→ Предложенный отрывок
Этого нельзя сказать об отношениях Бестужева к братьям Полевым: их дружба на расстоянии выиграла, или, вернее сказать, она выросла из письменного обмена мнениями.
Бестужев жил летом 1825 года довольно долго в Москве, бывал у Полевых, но был с ними холоден.[147] В оценке литературной деятельности редактора «Телеграфа» и в суждениях о самом журнале (который Бестужев впоследствии ставил очень высоко) он держался тогда насмешливо-критического тона – сводя с Полевым какие-то литературно-личные счеты. Затем, уже в 1831 году, завязалась у них переписка. Она длилась до самой смерти Бестужева, и сердечная приязнь корреспондентов возрастала с каждым письмом. Бестужев доверял этим письмам свои самые затаенные мысли и ни с кем не беседовал так нараспашку, как с Полевым.
Таков круг людей, с которыми у Александра Александровича были более или менее близкие связи. Как видим, все эти отношения не совсем подходят под понятие настоящей сердечной дружбы. Такое душевное, с обеих сторон разделяемое чувство соединяло Бестужева разве только с его братьями, Николаем и Михаилом, да с Кондратием Феодоровичем Рылеевым.
С Рылеевым делил Бестужев свои думы, свои литературные успехи и опасности политической пропаганды. Имена этих двух «образцов чести», как называл их Булгарин в одном письме к Пушкину,[148] неразлучны и в истории нашей литературы, и в истории нашего политического движения 20-х годов.

→ Исследуемые данные
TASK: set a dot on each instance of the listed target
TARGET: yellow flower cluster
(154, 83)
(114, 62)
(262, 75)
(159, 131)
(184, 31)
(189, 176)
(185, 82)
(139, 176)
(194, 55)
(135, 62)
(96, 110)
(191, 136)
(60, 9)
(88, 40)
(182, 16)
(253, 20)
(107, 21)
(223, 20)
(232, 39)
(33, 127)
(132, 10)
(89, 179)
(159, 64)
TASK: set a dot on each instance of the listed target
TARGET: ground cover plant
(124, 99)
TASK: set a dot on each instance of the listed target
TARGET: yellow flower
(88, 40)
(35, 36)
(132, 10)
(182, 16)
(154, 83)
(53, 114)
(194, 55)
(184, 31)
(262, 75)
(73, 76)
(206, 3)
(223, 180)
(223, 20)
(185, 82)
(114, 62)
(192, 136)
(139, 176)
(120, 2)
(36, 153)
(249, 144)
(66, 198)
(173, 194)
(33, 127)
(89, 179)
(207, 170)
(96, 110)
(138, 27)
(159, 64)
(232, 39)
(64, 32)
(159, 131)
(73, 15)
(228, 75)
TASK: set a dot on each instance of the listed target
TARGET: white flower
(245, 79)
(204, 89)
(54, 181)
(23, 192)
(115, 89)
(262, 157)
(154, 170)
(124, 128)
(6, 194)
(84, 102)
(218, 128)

→ Список заданий
[1] Перескажите короче абзац отрывка о Бестужеве, который начинается словами «Бестужев жил летом 1825 года», сохранив его основные факты.
[2] Кого, помимо братьев Николая и Михаила, связывала с Бестужевым настоящая сердечная дружба, согласно отрывку о Бестужеве?

→ Решения заданий
[1] Летом 1825 года Бестужев довольно долго жил в Москве и бывал у Полевых, но держался с ними холодно. Редактора «Телеграфа» и сам журнал, который позже ценил очень высоко, он тогда оценивал насмешливо-критически из-за литературно-личных счетов. В 1831 году между ними завязалась переписка, длившаяся до смерти Бестужева. Сердечная приязнь росла с каждым письмом, и ни с кем Бестужев не был так откровенен, как с Полевым.

[2] Кондратия Феодоровича Рылеева.